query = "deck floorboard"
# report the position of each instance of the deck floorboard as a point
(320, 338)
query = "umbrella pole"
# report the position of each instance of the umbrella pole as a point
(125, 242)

----------

[INSTRUCTIONS TO FOLLOW]
Put every line of the records above into a numbered list, leaving out blank lines.

[SOLUTION TO THIS TASK]
1. query = "deck floorboard"
2. # report the position of each instance of the deck floorboard as a point
3. (320, 338)
4. query = "umbrella pole"
5. # report the position of each instance of the umbrella pole as a point
6. (125, 242)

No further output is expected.